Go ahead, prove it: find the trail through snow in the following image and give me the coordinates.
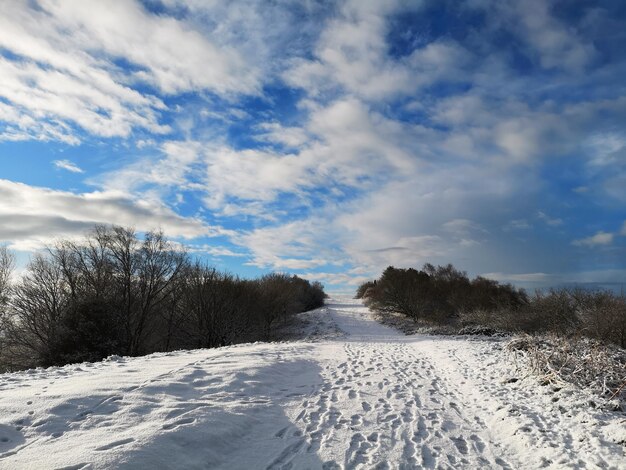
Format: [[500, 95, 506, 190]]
[[0, 298, 624, 469]]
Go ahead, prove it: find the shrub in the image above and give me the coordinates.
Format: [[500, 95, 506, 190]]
[[363, 264, 527, 326], [576, 290, 626, 348], [355, 281, 375, 299]]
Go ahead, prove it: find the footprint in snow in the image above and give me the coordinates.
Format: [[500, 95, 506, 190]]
[[274, 426, 291, 438], [95, 437, 134, 451], [162, 417, 195, 430]]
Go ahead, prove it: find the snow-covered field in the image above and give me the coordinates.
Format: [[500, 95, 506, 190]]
[[0, 298, 624, 469]]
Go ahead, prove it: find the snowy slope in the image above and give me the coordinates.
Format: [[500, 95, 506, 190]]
[[0, 298, 624, 469]]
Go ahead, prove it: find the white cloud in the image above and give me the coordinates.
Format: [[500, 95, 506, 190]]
[[196, 98, 418, 216], [185, 244, 246, 258], [442, 219, 486, 235], [332, 157, 529, 273], [483, 272, 553, 283], [435, 94, 574, 164], [98, 140, 203, 193], [203, 146, 314, 210], [505, 219, 531, 231], [474, 0, 596, 71], [255, 122, 309, 148], [484, 269, 626, 288], [53, 159, 83, 173], [0, 0, 261, 143], [160, 0, 326, 79], [285, 0, 467, 101], [35, 0, 258, 96], [537, 211, 563, 227], [0, 179, 212, 250], [270, 258, 331, 270], [301, 271, 372, 287], [0, 36, 168, 142], [459, 238, 480, 247], [585, 133, 626, 167], [235, 217, 343, 271], [573, 231, 614, 247]]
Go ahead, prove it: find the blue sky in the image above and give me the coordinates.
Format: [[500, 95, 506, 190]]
[[1, 0, 625, 292]]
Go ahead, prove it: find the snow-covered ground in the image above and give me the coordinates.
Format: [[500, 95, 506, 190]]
[[0, 298, 624, 469]]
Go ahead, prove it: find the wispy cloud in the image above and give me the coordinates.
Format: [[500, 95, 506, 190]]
[[537, 211, 563, 227], [0, 0, 262, 144], [483, 272, 553, 283], [53, 159, 83, 173], [573, 231, 614, 247]]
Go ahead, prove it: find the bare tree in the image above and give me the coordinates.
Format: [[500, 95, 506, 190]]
[[8, 254, 68, 367], [0, 245, 14, 311], [129, 230, 187, 354], [1, 225, 327, 370], [170, 263, 252, 349], [0, 246, 15, 370]]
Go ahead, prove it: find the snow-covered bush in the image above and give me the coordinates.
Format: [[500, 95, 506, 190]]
[[506, 334, 626, 411], [457, 289, 626, 349]]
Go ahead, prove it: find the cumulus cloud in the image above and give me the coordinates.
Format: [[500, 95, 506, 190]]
[[93, 1, 626, 288]]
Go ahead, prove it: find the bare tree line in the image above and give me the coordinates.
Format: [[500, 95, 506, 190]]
[[0, 226, 326, 371]]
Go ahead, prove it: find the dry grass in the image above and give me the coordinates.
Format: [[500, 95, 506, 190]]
[[506, 334, 626, 412]]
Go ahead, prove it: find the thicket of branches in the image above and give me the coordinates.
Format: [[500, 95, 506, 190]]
[[357, 264, 526, 324], [357, 264, 626, 349], [0, 226, 325, 371]]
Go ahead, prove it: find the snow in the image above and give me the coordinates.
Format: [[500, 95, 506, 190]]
[[0, 298, 624, 469]]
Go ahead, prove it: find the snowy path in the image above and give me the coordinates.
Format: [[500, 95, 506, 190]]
[[0, 298, 624, 469]]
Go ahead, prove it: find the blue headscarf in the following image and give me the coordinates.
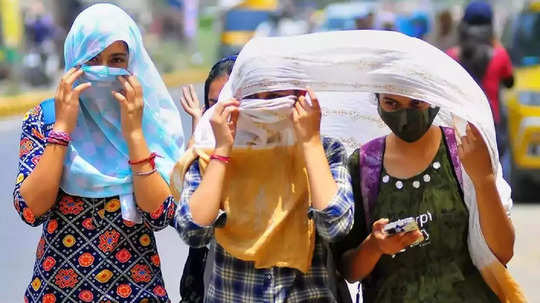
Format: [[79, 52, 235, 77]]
[[61, 4, 184, 204]]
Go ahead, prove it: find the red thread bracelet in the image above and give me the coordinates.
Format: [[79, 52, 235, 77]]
[[128, 152, 161, 170], [210, 154, 230, 164]]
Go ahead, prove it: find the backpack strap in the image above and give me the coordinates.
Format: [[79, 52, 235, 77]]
[[441, 127, 463, 189], [354, 136, 385, 303], [358, 136, 385, 230], [40, 98, 56, 136]]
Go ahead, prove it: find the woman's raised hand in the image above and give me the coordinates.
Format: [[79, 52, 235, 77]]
[[292, 88, 321, 146], [458, 123, 495, 186], [53, 67, 92, 133], [209, 99, 240, 155], [112, 75, 144, 141], [180, 84, 204, 119]]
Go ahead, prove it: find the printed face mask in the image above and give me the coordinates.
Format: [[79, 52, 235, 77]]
[[76, 65, 131, 128], [378, 103, 440, 143]]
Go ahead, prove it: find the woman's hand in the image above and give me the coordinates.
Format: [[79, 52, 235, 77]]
[[370, 219, 423, 256], [112, 75, 144, 141], [459, 123, 515, 264], [210, 99, 239, 155], [292, 88, 321, 146], [53, 67, 92, 133], [458, 123, 494, 186], [180, 84, 204, 119]]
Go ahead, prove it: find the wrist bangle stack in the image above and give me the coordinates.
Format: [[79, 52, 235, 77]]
[[47, 130, 72, 146], [129, 152, 161, 176]]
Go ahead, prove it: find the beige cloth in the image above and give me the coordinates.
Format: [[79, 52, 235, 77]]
[[171, 145, 316, 273]]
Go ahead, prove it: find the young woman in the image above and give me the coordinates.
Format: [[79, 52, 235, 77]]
[[181, 56, 236, 149], [170, 38, 354, 301], [312, 29, 523, 302], [177, 55, 236, 303], [13, 4, 183, 302], [335, 93, 513, 302]]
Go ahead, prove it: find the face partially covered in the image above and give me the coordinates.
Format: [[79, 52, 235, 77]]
[[207, 75, 229, 109], [85, 40, 129, 69], [379, 93, 430, 112], [246, 89, 306, 100], [377, 93, 440, 143]]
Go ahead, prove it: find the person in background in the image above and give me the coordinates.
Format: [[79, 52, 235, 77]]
[[356, 12, 375, 30], [180, 56, 237, 139], [177, 55, 236, 303], [447, 1, 514, 166], [376, 11, 397, 31], [434, 9, 457, 51], [409, 11, 431, 40]]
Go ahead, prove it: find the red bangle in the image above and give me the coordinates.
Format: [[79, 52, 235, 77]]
[[210, 154, 230, 164], [128, 152, 161, 170]]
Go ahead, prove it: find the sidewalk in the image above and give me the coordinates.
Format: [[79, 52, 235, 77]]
[[0, 67, 209, 118]]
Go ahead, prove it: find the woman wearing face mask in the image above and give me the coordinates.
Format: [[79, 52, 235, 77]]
[[178, 55, 236, 303], [13, 4, 183, 302], [170, 41, 354, 300], [333, 93, 513, 302]]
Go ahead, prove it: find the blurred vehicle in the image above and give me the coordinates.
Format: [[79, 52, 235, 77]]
[[253, 10, 309, 38], [219, 0, 277, 57], [318, 1, 378, 31], [502, 1, 540, 201], [0, 0, 24, 81]]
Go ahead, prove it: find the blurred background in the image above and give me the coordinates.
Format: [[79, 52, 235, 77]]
[[0, 0, 539, 302]]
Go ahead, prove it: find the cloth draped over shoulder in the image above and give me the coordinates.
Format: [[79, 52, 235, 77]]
[[172, 30, 525, 301], [61, 4, 184, 220]]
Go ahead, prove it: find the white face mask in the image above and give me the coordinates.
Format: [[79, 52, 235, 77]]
[[240, 95, 297, 123], [233, 95, 299, 147]]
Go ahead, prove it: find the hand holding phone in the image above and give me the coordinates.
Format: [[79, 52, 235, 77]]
[[383, 217, 424, 246]]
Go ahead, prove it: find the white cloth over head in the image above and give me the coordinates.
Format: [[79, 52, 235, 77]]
[[192, 30, 524, 302]]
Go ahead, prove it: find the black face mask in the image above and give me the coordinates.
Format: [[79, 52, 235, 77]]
[[378, 104, 440, 143]]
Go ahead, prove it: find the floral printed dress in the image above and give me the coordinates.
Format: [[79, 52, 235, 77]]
[[14, 105, 176, 303]]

:::

Goal of the exercise ::
Sift through the entries and copy every line with "mask".

Written reply ::
Go ahead, prove it: find the printed face mask in the image above and give me the coordinates.
Go ahead, prove it: find the woman wearing face mask in the image above and give me the coordinates.
Go ahead, prove it: find the white face mask in the image above and give me the coordinates.
Go ahead, prove it: find the black face mask in the image above and give me the coordinates.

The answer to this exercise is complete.